[Natural-language object grounding data]
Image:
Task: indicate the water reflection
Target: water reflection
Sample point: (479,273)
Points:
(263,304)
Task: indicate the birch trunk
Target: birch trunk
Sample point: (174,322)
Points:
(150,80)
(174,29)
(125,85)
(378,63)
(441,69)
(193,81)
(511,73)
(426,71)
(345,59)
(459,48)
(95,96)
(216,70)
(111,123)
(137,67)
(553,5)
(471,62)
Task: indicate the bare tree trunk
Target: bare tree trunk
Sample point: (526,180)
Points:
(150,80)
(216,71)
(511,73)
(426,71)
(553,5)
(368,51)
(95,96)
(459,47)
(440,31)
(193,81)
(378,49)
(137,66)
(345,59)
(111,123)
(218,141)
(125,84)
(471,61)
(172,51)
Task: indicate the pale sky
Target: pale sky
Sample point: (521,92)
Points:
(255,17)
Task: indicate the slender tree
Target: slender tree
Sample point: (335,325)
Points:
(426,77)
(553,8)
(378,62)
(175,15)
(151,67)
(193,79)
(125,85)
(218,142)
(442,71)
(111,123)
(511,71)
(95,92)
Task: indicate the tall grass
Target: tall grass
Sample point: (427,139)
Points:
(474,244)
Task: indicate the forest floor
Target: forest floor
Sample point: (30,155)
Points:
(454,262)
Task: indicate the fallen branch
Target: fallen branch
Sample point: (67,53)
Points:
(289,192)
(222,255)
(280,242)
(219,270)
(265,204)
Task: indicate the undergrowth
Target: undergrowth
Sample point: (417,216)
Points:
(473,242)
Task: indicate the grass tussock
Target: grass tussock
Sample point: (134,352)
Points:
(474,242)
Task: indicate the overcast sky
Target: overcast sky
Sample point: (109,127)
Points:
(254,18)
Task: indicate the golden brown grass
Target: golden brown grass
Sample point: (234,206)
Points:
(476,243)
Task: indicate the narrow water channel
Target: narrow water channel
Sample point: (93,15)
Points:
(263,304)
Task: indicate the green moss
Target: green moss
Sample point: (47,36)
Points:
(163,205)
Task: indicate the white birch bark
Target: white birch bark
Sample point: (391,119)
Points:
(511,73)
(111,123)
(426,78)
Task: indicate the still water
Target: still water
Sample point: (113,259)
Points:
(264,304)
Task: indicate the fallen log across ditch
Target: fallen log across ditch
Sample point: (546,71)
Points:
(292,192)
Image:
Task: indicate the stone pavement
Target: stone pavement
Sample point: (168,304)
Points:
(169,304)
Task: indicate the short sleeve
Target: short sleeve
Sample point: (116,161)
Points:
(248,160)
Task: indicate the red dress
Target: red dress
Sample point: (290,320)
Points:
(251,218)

> PROBLEM STATEMENT: State how many lines of the records hold the string "tree", and nothing else.

> WRITTEN RESPONSE: 4